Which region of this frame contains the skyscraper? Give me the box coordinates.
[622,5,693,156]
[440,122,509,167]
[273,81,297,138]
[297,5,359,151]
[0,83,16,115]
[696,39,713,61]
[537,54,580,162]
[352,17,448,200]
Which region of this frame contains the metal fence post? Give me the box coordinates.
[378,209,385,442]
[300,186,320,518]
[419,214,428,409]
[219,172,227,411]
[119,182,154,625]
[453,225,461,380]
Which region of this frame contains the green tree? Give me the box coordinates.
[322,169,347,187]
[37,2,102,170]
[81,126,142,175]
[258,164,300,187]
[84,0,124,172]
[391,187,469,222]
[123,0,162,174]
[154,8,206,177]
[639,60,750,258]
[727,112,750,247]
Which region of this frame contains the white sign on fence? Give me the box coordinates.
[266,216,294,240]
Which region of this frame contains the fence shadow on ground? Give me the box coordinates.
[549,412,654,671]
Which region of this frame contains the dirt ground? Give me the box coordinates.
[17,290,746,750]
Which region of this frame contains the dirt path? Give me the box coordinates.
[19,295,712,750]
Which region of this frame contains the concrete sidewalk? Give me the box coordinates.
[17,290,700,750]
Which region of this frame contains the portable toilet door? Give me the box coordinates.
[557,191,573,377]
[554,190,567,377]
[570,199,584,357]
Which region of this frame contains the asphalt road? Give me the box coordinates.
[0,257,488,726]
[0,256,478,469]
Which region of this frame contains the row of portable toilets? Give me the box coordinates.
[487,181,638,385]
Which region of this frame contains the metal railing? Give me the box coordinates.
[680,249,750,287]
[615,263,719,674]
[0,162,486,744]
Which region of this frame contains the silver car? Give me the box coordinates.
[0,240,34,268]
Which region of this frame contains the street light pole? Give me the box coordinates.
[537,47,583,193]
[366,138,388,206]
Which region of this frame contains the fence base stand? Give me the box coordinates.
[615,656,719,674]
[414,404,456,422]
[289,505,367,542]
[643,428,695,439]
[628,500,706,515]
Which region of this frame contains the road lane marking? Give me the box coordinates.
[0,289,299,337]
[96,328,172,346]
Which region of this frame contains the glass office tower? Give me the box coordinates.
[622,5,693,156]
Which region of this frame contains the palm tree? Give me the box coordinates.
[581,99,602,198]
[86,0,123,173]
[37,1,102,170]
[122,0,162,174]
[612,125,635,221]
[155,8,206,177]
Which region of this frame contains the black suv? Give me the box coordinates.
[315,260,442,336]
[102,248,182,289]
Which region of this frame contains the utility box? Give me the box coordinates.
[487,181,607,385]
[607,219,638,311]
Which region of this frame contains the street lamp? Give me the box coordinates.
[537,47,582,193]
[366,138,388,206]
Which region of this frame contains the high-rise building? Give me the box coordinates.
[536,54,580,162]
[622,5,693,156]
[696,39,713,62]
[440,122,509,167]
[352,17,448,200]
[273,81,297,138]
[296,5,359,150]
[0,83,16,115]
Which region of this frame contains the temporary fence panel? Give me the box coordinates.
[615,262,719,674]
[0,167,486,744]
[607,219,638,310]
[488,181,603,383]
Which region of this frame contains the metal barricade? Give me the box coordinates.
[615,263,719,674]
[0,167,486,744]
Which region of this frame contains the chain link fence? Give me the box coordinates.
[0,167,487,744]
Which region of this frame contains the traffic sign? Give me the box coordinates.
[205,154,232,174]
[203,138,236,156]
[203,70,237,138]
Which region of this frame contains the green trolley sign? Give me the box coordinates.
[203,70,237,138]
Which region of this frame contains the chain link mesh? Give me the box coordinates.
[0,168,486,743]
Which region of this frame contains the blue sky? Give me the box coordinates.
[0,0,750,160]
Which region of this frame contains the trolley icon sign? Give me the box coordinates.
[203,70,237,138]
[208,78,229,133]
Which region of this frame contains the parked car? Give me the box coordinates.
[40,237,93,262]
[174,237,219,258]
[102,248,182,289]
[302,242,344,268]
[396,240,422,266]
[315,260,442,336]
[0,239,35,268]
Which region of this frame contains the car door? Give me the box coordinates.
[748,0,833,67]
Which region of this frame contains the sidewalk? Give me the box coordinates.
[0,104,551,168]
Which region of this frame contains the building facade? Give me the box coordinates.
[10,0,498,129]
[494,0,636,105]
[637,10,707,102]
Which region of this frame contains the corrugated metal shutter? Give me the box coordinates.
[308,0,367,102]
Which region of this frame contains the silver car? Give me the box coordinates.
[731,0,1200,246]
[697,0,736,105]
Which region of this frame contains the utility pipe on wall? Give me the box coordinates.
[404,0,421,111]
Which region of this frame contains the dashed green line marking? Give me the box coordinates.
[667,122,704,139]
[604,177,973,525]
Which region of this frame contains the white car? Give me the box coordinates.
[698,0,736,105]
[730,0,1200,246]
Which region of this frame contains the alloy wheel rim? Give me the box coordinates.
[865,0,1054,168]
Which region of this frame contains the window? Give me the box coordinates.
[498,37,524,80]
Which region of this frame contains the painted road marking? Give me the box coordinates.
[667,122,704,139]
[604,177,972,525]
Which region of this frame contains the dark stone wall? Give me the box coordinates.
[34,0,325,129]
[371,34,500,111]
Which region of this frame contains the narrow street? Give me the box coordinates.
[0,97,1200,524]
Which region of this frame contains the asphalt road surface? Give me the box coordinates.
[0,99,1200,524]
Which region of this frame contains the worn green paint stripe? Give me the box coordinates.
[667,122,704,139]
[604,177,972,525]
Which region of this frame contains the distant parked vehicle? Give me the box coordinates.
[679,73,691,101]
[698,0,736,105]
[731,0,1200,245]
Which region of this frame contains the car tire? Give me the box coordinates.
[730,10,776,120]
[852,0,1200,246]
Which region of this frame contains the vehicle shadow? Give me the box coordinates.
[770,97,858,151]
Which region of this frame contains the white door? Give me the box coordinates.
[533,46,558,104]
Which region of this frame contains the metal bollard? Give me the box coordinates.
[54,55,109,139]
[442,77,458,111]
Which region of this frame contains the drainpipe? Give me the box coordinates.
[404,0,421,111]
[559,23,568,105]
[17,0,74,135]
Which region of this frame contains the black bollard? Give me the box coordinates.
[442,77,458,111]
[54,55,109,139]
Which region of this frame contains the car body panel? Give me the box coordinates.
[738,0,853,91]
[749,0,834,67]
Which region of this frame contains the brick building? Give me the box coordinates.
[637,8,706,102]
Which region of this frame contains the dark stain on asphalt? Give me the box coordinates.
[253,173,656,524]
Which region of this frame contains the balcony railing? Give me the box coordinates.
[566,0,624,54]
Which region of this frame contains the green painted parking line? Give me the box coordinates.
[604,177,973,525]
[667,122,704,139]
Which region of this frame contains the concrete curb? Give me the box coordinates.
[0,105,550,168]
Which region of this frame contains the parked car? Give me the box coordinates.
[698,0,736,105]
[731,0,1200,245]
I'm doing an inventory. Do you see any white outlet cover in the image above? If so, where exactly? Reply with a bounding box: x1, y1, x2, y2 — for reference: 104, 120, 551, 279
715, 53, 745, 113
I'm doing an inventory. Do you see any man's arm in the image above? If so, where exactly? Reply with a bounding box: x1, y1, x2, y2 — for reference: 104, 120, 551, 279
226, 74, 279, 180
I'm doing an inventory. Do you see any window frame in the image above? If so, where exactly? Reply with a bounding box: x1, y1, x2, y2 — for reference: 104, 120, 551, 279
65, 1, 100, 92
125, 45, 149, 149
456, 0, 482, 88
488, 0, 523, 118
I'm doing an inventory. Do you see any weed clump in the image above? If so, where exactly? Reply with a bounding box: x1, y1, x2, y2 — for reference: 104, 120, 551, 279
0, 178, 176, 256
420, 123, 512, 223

• • •

— To be done —
Format every line of the rows above as a numbered list, leaving out blank lines.

— Complete answer —
1. Which region of this frame contains the skyscraper? Give me the box coordinates.
2. [622,5,693,156]
3. [440,122,509,167]
4. [273,81,297,138]
5. [297,5,359,151]
6. [0,83,16,115]
7. [696,39,713,61]
8. [537,54,580,162]
9. [352,17,448,200]
10. Which region of this frame contains the metal fence post? Give me the box coordinates.
11. [378,209,385,442]
12. [300,186,320,518]
13. [419,214,428,409]
14. [219,172,227,411]
15. [119,182,154,625]
16. [453,225,461,380]
17. Which region of this frame contains the green tree? Give me the box coordinates.
18. [322,169,347,187]
19. [37,2,102,170]
20. [81,126,142,175]
21. [258,164,300,187]
22. [84,0,124,172]
23. [391,187,469,222]
24. [123,0,162,174]
25. [154,8,206,177]
26. [639,60,750,258]
27. [727,112,750,247]
28. Which region of this frame contains the white sign on fence? Give me the box coordinates.
29. [266,216,294,240]
30. Which region of this frame contains the fence shadow on ground? Give me the box coordinates.
31. [549,412,654,671]
32. Which region of this frame contains the dirt ground? Give me the box coordinates.
33. [17,290,746,750]
34. Which region of this frame contains the dirt path? Give me the box coordinates.
35. [19,295,712,750]
36. Which region of this frame contains the concrete sidewalk? Give me the box coordinates.
37. [17,290,700,750]
38. Which region of this frame contains the portable toilet door? Give me the box coordinates.
39. [557,191,573,377]
40. [554,190,567,377]
41. [570,199,584,357]
42. Which region of this frame contains the asphalt road? Give me the box coordinates.
43. [0,257,488,726]
44. [0,256,478,469]
45. Which region of this frame contains the row of portable toilets? Give me the box coordinates.
46. [487,181,638,385]
47. Which region of this frame contains the metal railing? Give me the box coordinates.
48. [680,249,750,287]
49. [615,263,719,674]
50. [0,162,486,744]
51. Which region of this frame contains the silver car? Give me the box coordinates.
52. [0,240,34,268]
53. Which region of this frame contains the street light pole? Give me the box coordinates.
54. [537,47,583,193]
55. [366,138,388,206]
56. Which region of this frame contains the fence base stand? Give me the box coordinates.
57. [615,656,719,674]
58. [414,404,456,422]
59. [289,505,367,542]
60. [643,428,695,439]
61. [628,500,706,515]
62. Which region of this frame contains the road lane marking? Give me the box coordinates.
63. [0,289,299,337]
64. [96,328,172,346]
65. Which region of this frame contains the glass office tower? Give me the box coordinates.
66. [622,5,693,156]
67. Which region of this frame contains the palm tree? Give me the box coordinates.
68. [581,99,602,198]
69. [86,0,123,173]
70. [37,1,102,170]
71. [122,0,162,174]
72. [612,125,635,221]
73. [155,8,206,177]
74. Which region of this frame contains the black suv? Give me the box coordinates.
75. [315,260,442,336]
76. [102,248,182,289]
77. Which region of this frame contains the utility box? Give me the box coordinates.
78. [487,181,607,385]
79. [607,219,638,311]
80. Which region of this frame contains the street lamp? Give me the box coordinates.
81. [537,47,582,193]
82. [366,138,388,206]
83. Which region of this frame contains the high-rise building? Give me the box coordinates.
84. [536,54,580,162]
85. [622,5,693,156]
86. [696,39,713,62]
87. [440,122,509,167]
88. [352,17,448,200]
89. [273,81,297,138]
90. [296,5,359,150]
91. [0,83,16,115]
92. Which region of this frame contains the temporary fence panel? Give me the box coordinates.
93. [615,262,719,674]
94. [0,167,486,744]
95. [607,219,638,310]
96. [488,181,603,383]
97. Which region of this frame contains the metal barricade? Give me the box coordinates.
98. [615,263,719,674]
99. [0,167,486,744]
100. Which region of this frame contains the chain link fence? Give me the box coordinates.
101. [0,167,487,744]
102. Which region of this frame contains the traffic sign? Give me the box coordinates.
103. [205,154,232,174]
104. [203,138,236,156]
105. [203,70,237,138]
106. Which region of this frame contains the green trolley sign? Give me the box coordinates.
107. [203,70,237,138]
108. Which region of this frame contains the chain link mesh? Give me the box coordinates.
109. [0,168,486,743]
110. Which region of this frame contains the blue sky? Give me the box coordinates.
111. [0,0,750,160]
112. Which region of this frame contains the trolley icon sign? Give me the box coordinates.
113. [203,70,237,138]
114. [208,78,229,133]
115. Which region of this frame contains the parked car? Give me the box coordinates.
116. [40,237,93,262]
117. [174,237,219,258]
118. [102,248,182,289]
119. [302,242,344,268]
120. [396,240,422,266]
121. [315,260,442,336]
122. [0,239,35,268]
123. Which region of this frame contains the car door? Give me the box coordinates.
124. [748,0,833,67]
125. Which region of this frame contains the sidewalk? Give me the box coordinates.
126. [0,104,551,168]
127. Which region of this frame contains the building facade? Give me the box coordinates.
128. [10,0,498,129]
129. [494,0,636,105]
130. [637,10,707,102]
131. Which region of this frame contains the corrugated metal shutter? Give me the box coordinates.
132. [308,0,367,102]
133. Which region of this frame contains the silver car? Give me the box coordinates.
134. [731,0,1200,246]
135. [697,0,736,105]
136. Which region of this frame contains the utility pipe on wall? Give me the box coordinates.
137. [404,0,421,111]
138. Which region of this frame contains the dashed green line marking? Give me the box coordinates.
139. [667,122,704,139]
140. [604,177,973,525]
141. Which region of this frame contains the white car? Give me the box coordinates.
142. [698,0,736,105]
143. [730,0,1200,246]
144. Which region of this frame contains the alloy wheel rim? Give me the box coordinates.
145. [865,0,1054,168]
146. Which region of this frame contains the window? Give me the box coordinates.
147. [498,37,524,80]
148. Which region of this frame contains the painted road marking? Give me the box coordinates.
149. [667,122,704,139]
150. [604,177,972,525]
151. Which region of this frame contains the dark stone wall? Give me the box coordinates.
152. [34,0,325,129]
153. [371,34,500,111]
154. Which region of this frame contains the narrow street? Give me the box coordinates.
155. [0,97,1200,524]
156. Which region of this frame contains the asphalt road surface? Give me the box coordinates.
157. [0,99,1200,524]
158. Which region of this frame contains the worn green paint stripe? Give me the box coordinates.
159. [667,122,704,139]
160. [604,177,972,525]
161. Which region of this frame contains the distant parked vehicle? Give me the box coordinates.
162. [679,73,691,101]
163. [698,0,736,105]
164. [731,0,1200,245]
165. Which region of this frame contains the car tire? Give me the box coordinates.
166. [730,10,776,120]
167. [852,0,1200,246]
168. Which region of this frame contains the vehicle shadow? Give me the box coordinates.
169. [770,97,858,151]
170. Which region of this frame contains the white door? Give me the box coordinates.
171. [533,46,558,104]
172. Which region of this frame contains the metal bollard? Give me the box coordinates.
173. [54,55,109,139]
174. [442,77,458,111]
175. Which region of this frame contains the drainpipe? Give me the box coordinates.
176. [404,0,421,111]
177. [559,23,568,105]
178. [17,0,74,135]
179. Which region of this frame contains the black bollard? Give me the box coordinates.
180. [442,77,458,111]
181. [54,55,109,139]
182. Which region of this frame contains the car body panel? Give me the box coordinates.
183. [738,0,853,91]
184. [749,0,834,67]
185. Which region of this frame contains the brick building? Give me the box coordinates.
186. [637,8,706,102]
187. Which region of this frame contains the dark stain on asphalt? Give me the box coordinates.
188. [253,173,656,524]
189. Which region of this frame contains the balcony railing? Give me the box coordinates.
190. [566,0,624,54]
191. Which region of this frame contains the green painted parking line? Give me the box coordinates.
192. [604,177,973,525]
193. [667,122,704,139]
194. Which region of this frame contains the concrete curb? Give me the box coordinates.
195. [0,105,550,168]
196. Which region of this frame contains the parked car? Give me the box coordinates.
197. [698,0,736,105]
198. [731,0,1200,245]
199. I'm doing an inventory. Do you see any white outlet cover in the image above? If so, where exactly? Reply with a bounding box: x1, y1, x2, y2 — for reference: 104, 120, 551, 279
200. 715, 53, 745, 113
201. I'm doing an inventory. Do you see any man's arm in the image above? If so, where exactly? Reply with a bounding box: x1, y1, x2, y2 — for reference: 104, 120, 551, 279
202. 226, 74, 279, 180
203. I'm doing an inventory. Do you see any window frame in the image above? If so, where exactly? Reply with a bounding box: x1, y1, x2, y2 — for reference: 104, 120, 551, 279
204. 65, 1, 100, 92
205. 125, 45, 149, 149
206. 456, 0, 482, 88
207. 488, 0, 523, 118
208. I'm doing an inventory. Do you see any weed clump in the image above? If so, where exactly? Reply with a bounding box: x1, y1, x2, y2 — for reference: 104, 120, 551, 279
209. 0, 178, 176, 256
210. 420, 123, 512, 223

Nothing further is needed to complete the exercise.